# AIM
Can you lay out every line of the data below as a numbered list, skipping any blank lines?

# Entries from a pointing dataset
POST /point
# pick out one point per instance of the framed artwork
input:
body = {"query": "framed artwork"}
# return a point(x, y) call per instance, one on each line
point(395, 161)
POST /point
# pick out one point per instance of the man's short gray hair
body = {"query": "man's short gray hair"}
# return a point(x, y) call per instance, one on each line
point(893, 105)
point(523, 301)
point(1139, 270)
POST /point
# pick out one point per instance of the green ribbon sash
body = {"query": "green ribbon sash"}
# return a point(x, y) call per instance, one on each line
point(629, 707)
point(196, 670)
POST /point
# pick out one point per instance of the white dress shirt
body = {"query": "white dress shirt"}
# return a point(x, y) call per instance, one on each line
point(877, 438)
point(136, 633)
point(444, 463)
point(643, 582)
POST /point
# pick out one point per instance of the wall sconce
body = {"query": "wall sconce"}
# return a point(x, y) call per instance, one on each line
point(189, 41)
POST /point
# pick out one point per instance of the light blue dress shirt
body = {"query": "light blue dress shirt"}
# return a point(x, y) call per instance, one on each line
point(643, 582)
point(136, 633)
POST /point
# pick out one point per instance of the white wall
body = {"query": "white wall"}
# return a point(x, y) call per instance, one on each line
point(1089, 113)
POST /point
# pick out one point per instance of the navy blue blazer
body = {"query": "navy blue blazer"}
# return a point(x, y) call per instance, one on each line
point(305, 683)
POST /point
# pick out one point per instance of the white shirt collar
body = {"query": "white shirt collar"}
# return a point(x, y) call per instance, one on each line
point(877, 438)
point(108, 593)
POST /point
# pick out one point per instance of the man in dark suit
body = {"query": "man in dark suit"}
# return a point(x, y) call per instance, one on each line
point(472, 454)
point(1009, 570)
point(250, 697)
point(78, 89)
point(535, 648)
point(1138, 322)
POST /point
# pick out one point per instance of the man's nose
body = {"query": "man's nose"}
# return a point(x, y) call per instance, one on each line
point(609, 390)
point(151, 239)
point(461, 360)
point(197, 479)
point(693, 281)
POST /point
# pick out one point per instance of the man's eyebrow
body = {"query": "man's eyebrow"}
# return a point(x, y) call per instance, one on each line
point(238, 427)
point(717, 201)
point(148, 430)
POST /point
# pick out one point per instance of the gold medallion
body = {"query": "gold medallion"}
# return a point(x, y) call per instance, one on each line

# OUTPUT OF THE TASK
1. POST /point
2. # pick out one point per instance of the framed artwork
3. input:
4. body = {"query": "framed artwork"}
5. # return a point(x, y) call per instance, one on each line
6. point(395, 161)
7. POST /point
8. # pick out one point per instance of the man's short gray hair
9. body = {"query": "man's short gray hair"}
10. # return a point(x, y) call per instance, one on each line
11. point(893, 105)
12. point(523, 301)
13. point(1139, 270)
14. POST /point
15. # pick out one point per instance of the green ribbon sash
16. body = {"query": "green ribbon sash"}
17. # return a point(x, y) call per instance, one on each line
18. point(629, 707)
19. point(196, 670)
20. POST /point
21. # pick out one point per instance of the white dress shirt
22. body = {"query": "white dress shirt"}
23. # return a point(x, y) call per instance, one on each line
24. point(877, 438)
25. point(136, 633)
26. point(444, 463)
27. point(643, 582)
28. POST /point
29. # pick out one point per instance of the wall sconce
30. body = {"query": "wall sconce"}
31. # return a point(x, y) call per instance, one on each line
32. point(189, 41)
33. POST /point
34. # pick out one point per instance of the light blue dress shirt
35. body = {"query": "light blue dress shirt"}
36. # return a point(x, y) call per instance, one on each line
37. point(643, 582)
38. point(136, 633)
39. POST /point
40. # pick out one point per instance of the white wall
41. body = {"query": "white wall"}
42. # return a point(x, y) call per instance, one on each line
43. point(1089, 113)
44. POST /point
45. # pick out one point per instance of the navy blue blazer
46. body = {"query": "navy blue blazer"}
47. # return a point(x, y) call per instance, one on each line
48. point(305, 683)
49. POST /point
50. # pick out one point per instance of the white shirt collar
51. body = {"query": "white shirt collar"}
52. # return a point(x, y) call per instance, one on each line
53. point(877, 438)
54. point(108, 593)
55. POST /point
56. # pick out one point per instance of the man in dark suit
57. body = {"query": "man in dark suit"}
58. # return a point(x, y) call per instance, one on each line
59. point(472, 454)
60. point(1009, 570)
61. point(250, 697)
62. point(78, 89)
63. point(535, 648)
64. point(1138, 322)
65. POST /point
66. # pick out one point per instance of the man's nose
67. body = {"query": "man's nose"}
68. # return a point(x, y) call per instance, one on each line
69. point(609, 390)
70. point(151, 239)
71. point(461, 360)
72. point(197, 479)
73. point(693, 281)
74. POST /point
75. # pick out one point per instance of the man's eyebrow
76. body = {"query": "man's eyebrow"}
77. # return a point(x, y) call per instance, one on each line
78. point(238, 427)
79. point(717, 201)
80. point(148, 430)
81. POST /point
82. # pick out one point per instance of the gold medallion
83. body = {"query": "gold medallion"}
84. # return a point(x, y) call per instance, one on each line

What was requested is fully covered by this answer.